**WHAT YOU NEED TO DO**
Count the lines in the records below that contain the word "white", and give that figure alone.

**DATASET**
- - - -

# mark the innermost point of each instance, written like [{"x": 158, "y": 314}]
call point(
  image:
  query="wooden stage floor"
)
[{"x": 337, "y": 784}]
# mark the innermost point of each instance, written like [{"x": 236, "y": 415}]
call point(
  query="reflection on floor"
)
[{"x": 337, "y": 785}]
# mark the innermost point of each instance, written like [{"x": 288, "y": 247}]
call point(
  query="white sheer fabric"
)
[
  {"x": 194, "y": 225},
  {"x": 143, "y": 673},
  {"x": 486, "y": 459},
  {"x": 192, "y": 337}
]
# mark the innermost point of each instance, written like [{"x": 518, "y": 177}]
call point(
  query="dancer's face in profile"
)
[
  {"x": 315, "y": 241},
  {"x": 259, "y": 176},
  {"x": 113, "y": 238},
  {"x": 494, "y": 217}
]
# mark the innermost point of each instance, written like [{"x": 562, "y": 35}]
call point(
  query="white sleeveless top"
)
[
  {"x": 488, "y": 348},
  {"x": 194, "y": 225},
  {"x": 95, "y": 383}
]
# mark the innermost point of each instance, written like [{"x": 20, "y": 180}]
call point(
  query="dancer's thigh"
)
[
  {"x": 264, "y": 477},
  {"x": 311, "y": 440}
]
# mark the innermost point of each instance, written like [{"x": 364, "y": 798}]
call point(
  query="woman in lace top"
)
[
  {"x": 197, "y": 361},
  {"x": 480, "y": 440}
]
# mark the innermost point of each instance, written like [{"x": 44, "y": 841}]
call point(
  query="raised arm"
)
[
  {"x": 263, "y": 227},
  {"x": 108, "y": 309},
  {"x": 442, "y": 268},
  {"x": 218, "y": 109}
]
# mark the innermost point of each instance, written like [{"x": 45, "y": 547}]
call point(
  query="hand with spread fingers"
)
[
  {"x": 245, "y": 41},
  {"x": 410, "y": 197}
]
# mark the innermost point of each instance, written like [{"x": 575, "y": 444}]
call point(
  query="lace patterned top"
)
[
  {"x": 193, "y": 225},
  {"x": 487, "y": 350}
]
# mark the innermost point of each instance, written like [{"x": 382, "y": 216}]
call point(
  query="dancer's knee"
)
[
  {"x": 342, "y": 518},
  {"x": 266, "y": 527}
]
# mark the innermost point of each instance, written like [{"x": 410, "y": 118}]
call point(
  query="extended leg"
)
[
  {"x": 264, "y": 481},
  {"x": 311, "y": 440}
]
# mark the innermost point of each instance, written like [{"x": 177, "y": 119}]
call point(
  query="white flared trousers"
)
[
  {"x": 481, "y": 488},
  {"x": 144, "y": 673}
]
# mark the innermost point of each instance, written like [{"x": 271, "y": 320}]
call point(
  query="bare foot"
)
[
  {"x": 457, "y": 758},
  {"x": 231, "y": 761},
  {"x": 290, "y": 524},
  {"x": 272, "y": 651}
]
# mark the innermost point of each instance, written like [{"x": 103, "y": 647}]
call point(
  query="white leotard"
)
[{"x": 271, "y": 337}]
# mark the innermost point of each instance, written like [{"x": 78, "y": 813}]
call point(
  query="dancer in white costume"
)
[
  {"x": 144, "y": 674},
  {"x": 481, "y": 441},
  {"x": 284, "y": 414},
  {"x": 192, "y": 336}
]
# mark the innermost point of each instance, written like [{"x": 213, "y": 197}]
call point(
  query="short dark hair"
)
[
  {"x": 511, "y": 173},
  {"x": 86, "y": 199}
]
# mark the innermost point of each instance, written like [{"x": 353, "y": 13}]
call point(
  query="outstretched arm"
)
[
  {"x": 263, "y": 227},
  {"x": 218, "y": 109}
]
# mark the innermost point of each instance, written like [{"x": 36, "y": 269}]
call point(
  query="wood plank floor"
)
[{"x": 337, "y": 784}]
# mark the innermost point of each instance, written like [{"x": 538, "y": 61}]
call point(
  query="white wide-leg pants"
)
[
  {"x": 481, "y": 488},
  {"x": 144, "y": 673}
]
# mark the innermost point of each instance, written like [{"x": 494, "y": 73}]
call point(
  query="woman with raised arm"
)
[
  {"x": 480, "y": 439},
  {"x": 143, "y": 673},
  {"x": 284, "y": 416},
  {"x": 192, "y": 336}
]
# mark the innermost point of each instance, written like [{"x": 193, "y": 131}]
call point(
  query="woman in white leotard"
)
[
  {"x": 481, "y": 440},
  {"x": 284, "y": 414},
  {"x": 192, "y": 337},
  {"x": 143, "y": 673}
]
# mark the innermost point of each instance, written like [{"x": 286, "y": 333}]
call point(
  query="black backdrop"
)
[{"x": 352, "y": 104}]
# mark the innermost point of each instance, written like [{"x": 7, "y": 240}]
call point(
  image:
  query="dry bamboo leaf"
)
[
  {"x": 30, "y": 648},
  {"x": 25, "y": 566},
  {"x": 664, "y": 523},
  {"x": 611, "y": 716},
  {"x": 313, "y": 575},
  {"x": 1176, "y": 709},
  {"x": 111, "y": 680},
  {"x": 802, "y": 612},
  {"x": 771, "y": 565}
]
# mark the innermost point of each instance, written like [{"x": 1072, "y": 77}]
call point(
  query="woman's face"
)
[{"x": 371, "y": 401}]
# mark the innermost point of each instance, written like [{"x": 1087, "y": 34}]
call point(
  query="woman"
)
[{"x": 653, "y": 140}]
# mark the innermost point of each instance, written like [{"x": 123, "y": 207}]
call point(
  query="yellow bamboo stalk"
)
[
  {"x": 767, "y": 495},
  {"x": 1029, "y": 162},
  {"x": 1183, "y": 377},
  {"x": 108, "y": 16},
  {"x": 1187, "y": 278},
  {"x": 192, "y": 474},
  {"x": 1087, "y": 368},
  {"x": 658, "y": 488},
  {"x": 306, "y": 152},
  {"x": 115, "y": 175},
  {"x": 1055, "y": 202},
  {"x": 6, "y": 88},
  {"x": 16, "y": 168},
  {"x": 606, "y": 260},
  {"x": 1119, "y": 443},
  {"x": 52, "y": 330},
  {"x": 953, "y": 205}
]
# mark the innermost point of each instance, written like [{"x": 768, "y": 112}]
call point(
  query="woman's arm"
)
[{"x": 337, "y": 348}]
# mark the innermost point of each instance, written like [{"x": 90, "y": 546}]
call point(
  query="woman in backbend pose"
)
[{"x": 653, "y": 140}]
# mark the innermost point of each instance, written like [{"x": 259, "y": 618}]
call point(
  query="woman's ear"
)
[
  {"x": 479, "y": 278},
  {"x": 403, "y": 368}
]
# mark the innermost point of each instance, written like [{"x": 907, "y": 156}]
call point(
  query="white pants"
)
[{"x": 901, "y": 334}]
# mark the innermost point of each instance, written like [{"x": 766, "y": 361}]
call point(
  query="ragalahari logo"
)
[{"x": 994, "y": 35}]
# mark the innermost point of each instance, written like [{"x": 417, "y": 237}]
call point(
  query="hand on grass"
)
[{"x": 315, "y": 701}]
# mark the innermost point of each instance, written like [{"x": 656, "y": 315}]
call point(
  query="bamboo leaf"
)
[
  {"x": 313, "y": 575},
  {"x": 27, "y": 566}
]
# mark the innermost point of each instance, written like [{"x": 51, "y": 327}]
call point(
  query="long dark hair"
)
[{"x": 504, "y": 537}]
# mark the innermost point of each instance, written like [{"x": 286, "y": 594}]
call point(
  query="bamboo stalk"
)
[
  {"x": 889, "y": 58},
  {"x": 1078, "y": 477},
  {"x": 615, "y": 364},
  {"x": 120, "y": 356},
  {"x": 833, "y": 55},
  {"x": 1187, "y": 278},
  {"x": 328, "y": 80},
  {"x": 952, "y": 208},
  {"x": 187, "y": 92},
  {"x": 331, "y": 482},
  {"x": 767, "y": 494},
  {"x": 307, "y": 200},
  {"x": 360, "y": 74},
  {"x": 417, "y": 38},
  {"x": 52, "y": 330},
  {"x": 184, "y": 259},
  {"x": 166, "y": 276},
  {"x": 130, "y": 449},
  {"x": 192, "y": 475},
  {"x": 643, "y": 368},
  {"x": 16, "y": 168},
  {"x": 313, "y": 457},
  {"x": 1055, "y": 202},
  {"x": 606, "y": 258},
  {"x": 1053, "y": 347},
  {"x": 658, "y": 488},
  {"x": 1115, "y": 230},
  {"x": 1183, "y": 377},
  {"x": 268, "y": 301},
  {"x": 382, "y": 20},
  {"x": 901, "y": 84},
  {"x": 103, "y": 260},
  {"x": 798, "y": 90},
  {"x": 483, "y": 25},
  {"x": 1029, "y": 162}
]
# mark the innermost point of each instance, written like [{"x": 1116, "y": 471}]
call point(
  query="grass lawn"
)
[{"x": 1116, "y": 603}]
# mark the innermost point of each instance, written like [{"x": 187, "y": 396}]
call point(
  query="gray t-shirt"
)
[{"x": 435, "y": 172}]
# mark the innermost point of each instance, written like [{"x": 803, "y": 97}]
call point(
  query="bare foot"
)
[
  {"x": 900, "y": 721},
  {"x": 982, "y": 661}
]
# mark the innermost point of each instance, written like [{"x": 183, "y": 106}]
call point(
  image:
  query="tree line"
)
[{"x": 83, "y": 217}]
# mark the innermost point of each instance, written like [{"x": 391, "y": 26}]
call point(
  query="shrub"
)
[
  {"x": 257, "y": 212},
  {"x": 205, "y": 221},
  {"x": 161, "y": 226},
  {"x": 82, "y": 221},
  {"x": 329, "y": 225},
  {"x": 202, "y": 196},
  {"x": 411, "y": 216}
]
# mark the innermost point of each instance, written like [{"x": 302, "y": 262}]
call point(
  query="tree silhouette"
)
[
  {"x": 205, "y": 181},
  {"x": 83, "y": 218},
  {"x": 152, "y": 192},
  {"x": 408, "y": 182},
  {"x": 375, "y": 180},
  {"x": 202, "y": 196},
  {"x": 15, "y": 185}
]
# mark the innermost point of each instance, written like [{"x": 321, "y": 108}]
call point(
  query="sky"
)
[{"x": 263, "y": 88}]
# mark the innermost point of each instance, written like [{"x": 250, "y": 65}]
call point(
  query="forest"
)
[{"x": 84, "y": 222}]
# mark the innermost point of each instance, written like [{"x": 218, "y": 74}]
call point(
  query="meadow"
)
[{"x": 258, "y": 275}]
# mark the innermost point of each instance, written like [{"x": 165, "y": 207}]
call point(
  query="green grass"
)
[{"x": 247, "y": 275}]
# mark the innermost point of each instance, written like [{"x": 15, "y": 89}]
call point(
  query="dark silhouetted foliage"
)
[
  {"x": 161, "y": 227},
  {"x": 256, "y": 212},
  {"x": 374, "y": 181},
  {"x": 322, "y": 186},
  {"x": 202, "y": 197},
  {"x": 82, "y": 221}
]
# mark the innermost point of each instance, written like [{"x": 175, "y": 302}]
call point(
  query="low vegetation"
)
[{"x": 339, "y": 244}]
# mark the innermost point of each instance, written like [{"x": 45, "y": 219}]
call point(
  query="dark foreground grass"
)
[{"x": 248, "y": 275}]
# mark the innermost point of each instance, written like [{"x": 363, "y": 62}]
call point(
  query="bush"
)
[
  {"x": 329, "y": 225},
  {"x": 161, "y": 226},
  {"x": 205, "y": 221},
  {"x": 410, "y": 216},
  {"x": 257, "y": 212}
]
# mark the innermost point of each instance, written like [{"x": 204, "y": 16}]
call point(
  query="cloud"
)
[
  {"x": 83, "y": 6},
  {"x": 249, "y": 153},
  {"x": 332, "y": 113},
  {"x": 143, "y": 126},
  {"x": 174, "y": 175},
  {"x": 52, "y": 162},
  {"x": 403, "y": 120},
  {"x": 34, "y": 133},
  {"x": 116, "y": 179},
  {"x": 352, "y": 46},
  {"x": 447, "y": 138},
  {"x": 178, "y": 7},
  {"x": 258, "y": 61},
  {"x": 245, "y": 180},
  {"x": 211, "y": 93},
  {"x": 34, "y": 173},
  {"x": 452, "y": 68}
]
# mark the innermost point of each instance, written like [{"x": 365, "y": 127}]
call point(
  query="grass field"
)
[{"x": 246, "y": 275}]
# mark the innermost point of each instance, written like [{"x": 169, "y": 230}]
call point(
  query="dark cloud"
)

- - - -

**SOLUTION FOR THIS TASK**
8